> EXERCISE BRIEF:
In the catalytic converter passage, starting at "Catalytic converter production" and ending at "most polluted places.", change "precious metals" to "rare metals" and give that part again.

> EXTRACT TO READ:

-*-

Catalytic converter production requires palladium or platinum; part of the world supply of these precious metals is produced near the Russian city of Norilsk, where the industry (among others) has caused Norilsk to be added to Time Magazine’s list of most polluted places.
Due to the external location and the use of valuable precious metals including platinum, palladium, and rhodium, converters are a target for thieves. The problem is especially common among late-model Toyota trucks and SUVs, due to their high ground clearance and easily-removed bolt-on catalytic converters. Welded-in converters are also at risk of theft from SUVs and trucks, as they can be easily removed.HYPERLINK “http://en.wikipedia.org/wiki/Catalytic_converter#cite_note-17″ Theft removal of the converter can often inadvertently damage the car’s wiring or fuel line resulting in dangerous consequences. Rises in metal costs in the United States during recent years have led to a large increase in theft incidents of the converter, which can then cost as much as $1000 to replace.

-*-

(Stored data)
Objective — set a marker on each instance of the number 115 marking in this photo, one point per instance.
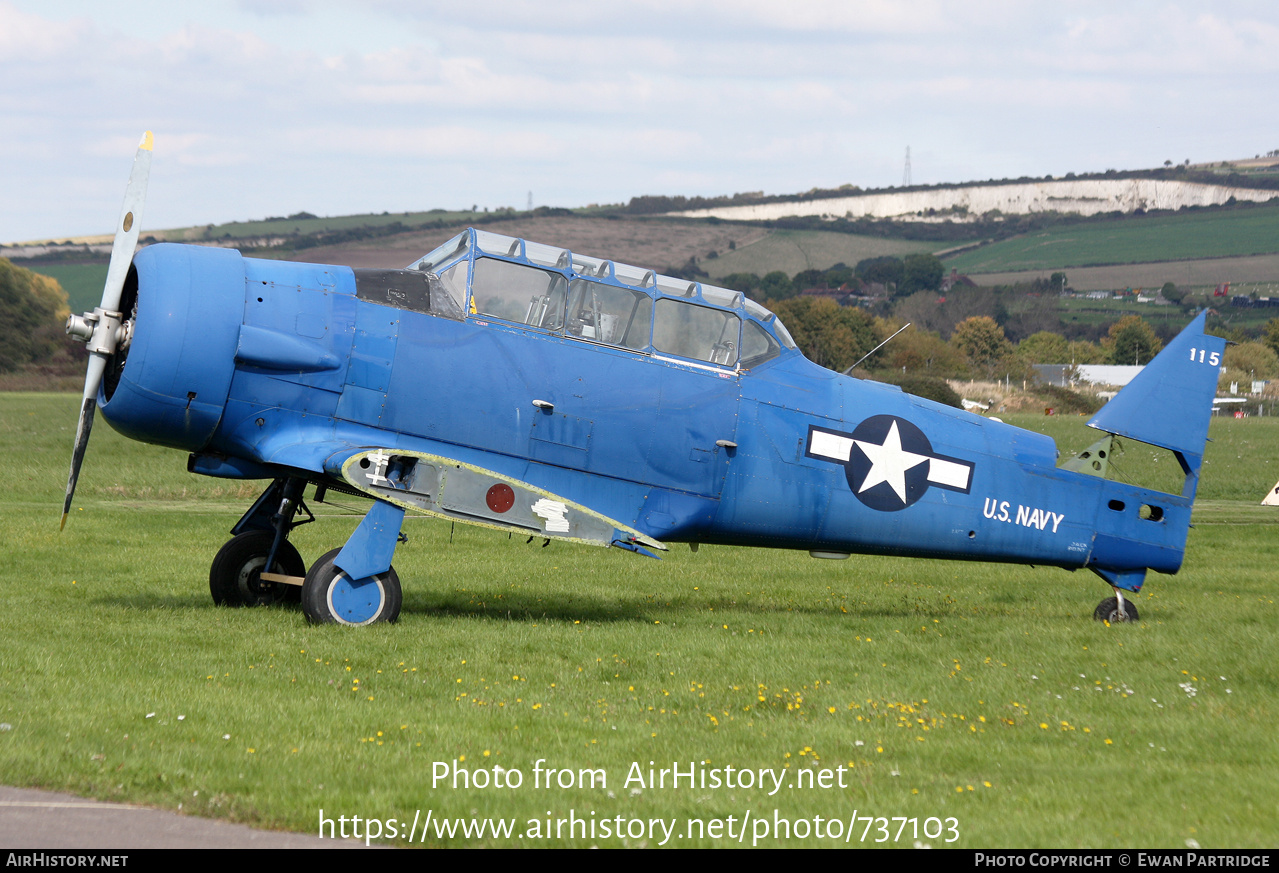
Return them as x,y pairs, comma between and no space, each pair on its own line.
1213,358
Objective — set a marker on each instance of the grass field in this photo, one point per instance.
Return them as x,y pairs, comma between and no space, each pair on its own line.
794,251
976,693
1184,235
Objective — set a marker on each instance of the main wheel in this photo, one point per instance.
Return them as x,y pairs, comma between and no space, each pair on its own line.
329,596
234,574
1108,610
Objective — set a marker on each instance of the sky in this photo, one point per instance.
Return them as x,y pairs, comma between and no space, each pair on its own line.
280,106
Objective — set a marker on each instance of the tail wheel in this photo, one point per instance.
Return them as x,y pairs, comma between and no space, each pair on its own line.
1108,610
234,577
329,596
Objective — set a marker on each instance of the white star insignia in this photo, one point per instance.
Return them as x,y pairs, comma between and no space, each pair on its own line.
889,463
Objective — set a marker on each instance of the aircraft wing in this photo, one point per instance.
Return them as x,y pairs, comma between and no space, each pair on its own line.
450,488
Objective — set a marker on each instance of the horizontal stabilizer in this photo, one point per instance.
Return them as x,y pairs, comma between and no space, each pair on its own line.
1170,400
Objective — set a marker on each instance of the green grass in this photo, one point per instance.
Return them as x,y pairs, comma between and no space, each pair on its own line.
82,283
1188,234
120,680
794,251
285,226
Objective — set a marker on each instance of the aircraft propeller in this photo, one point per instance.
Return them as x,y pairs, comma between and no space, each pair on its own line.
106,330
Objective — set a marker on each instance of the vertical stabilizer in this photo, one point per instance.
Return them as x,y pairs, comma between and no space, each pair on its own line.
1170,401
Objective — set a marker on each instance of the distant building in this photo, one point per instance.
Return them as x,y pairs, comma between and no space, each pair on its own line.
1098,375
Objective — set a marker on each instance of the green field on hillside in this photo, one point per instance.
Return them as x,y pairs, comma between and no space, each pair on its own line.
794,251
1133,239
303,226
82,281
980,702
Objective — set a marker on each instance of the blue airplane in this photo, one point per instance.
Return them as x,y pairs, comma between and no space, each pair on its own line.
530,389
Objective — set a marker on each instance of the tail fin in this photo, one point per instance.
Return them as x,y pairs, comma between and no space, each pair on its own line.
1170,401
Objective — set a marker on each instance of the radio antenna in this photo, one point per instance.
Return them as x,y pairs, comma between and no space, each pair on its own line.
875,349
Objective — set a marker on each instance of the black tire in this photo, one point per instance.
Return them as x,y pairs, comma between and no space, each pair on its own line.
1108,610
233,577
328,596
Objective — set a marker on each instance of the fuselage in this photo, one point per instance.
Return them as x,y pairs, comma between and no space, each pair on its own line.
701,424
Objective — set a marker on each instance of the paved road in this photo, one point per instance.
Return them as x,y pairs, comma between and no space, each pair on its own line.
44,819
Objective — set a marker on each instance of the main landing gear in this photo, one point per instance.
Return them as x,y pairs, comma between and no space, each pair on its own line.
1117,609
258,566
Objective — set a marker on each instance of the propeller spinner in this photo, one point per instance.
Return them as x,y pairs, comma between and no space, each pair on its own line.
106,330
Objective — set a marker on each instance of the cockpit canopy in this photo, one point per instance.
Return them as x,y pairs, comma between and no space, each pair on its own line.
486,275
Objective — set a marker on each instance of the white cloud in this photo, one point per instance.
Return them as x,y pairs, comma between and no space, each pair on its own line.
389,104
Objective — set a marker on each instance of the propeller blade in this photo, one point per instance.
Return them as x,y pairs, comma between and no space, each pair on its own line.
131,224
100,327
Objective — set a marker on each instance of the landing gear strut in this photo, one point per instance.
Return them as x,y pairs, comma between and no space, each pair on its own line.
234,578
261,546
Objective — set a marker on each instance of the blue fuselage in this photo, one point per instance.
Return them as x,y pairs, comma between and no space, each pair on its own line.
265,368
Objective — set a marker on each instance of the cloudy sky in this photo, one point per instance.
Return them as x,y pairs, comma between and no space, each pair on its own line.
367,105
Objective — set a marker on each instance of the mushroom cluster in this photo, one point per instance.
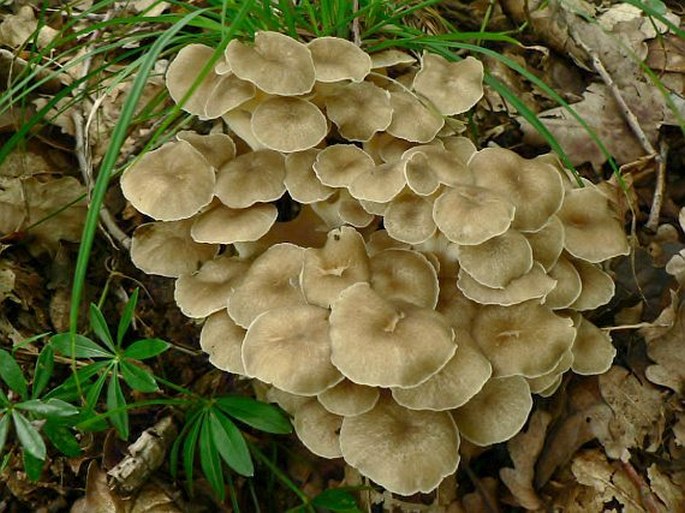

-*-

> FINAL ANSWER:
Catalytic converter production requires palladium or platinum; part of the world supply of these rare metals is produced near the Russian city of Norilsk, where the industry (among others) has caused Norilsk to be added to Time Magazine’s list of most polluted places.